* begin SOURCE *

Children and Families Bill

Memorandum submitted by Thea Cable (CF 99)

PROPOSED CHILDREN AND FAMILIES BILL 2013

I have prepared this document as a grandmother of a child with a Statement of Special Education Needs, who is currently in mainstream school. I wish the committee to consider my views on this matter. Although I will refer to my grandson’s situation, my comments are intended to be general and not specific to his case.

Having looked at the section of this Bill concerning Special Educational Needs, I am very concerned that, in all of it, I haven’t been able to identify how children who currently have a Statement will be supported and funded when this new Bill comes into force. There seems to be no mention of specific hours of support being awarded to a child, as there is at present. There seems to be no mention of any support given being protected by a legal obligation. The overwhelming feeling I get from reading the proposals is that it proposes a much more complicated system which may not provide the level of support that children currently are entitled to and receive under their Statement of Special Educational Needs. I think it may be unwise to leave schools and institutions to decide how to deliver what a child needs in terms of support and by far the safest method, and one which reassures parents and carers, is a clearly defined system with measurable levels of support, legally enforceable, that is adequately funded.

I would like to make the following specific points:

1. Under the proposals for the new Children and Families Bill, the Statement process disappears and is replaced by an Education, Health and Care Plan. So far it has not been made clear if children who have an EHC will be protected by the same statutory obligations as under the current Statement process. It is also not clear how this support will be defined and whether is it to be a more vague ‘support as needed’ arrangement rather than the very clearly defined hours of support as under the current Statement arrangement.

2. The funding for SEN pupils has already been severely affected by the School Funding Reform which came into place on 1 April 2013. My grandson’s current school has been told that they now have to fund the first £6,000 of his support from their own budget. His school currently has approximately 25 Statemented pupils, so multiplying that number by £6,000 gives you a significant deficit in their annual budget. There are also numerous changes to the funding of SEN pupils in the proposed new Bill. Several proposals have been put forward, all of which seem very unsatisfactory to me and do not adequately replace the current way the support has been funded, i.e. direct from the LEA’s. My local authority has told me that it no longer has a designated SEN budget and the money for support of SEN pupils in schools now comes from a variety of disjointed sources. It would seem from this that the 20 hours support my grandson now receives under the umbrella of his Statement is going to be in jeopardy and it will end up being down to the school deciding how best to support him rather than it being clearly defined by a Statement. Some schools may be very good at identifying need and responding appropriately to it, but others may not be so good and the SEN pupil may not receive the support they need.

3. I am deeply concerned that the combination of the new arrangements for support of SEN pupils set out in the proposed Bill and the new School Funding that came into place on 1 April 2013 will result in children not receiving a designated number of hours support and any support will end up being spread too thinly between too many SEN pupils. The reason I fear this is that the schools, having had their SEN budget taken away and having to now provide the first £6,000 of funding for each SEN pupils, will not have the resources to provide adequate support. Also, without the protection of many of the statutory obligations of the Statement system, it is not at all clear whether these children will receive the right level of support. To me, it all gets very woolly and undefined and parents will find it difficult to monitor if their SEN children are receiving the support they need.

* end SOURCE *
* begin DATA SHOWN *

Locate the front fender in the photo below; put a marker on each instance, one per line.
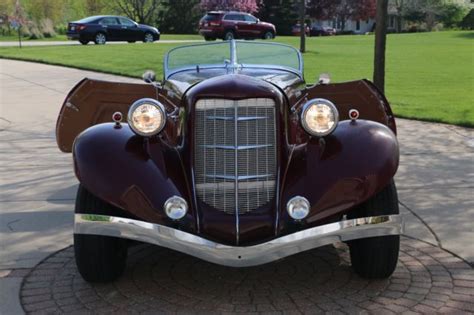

* end DATA SHOWN *

• **GOALS**:
A: Answer these from the memorandum:
(i) What relation is the writer to the child with a Statement of Special Education Needs?
(ii) Under the proposals, what replaces the Statement process?
(iii) On what date did the School Funding Reform come into place?
B: Copy the passage of the memorandum starting with "1. Under the" and going on through "current Statement arrangement.".

• **EXERCISE RESULTS**:
A:
(i) Grandmother
(ii) An Education, Health and Care Plan
(iii) 1 April 2013

B:
1. Under the proposals for the new Children and Families Bill, the Statement process disappears and is replaced by an Education, Health and Care Plan. So far it has not been made clear if children who have an EHC will be protected by the same statutory obligations as under the current Statement process. It is also not clear how this support will be defined and whether is it to be a more vague ‘support as needed’ arrangement rather than the very clearly defined hours of support as under the current Statement arrangement.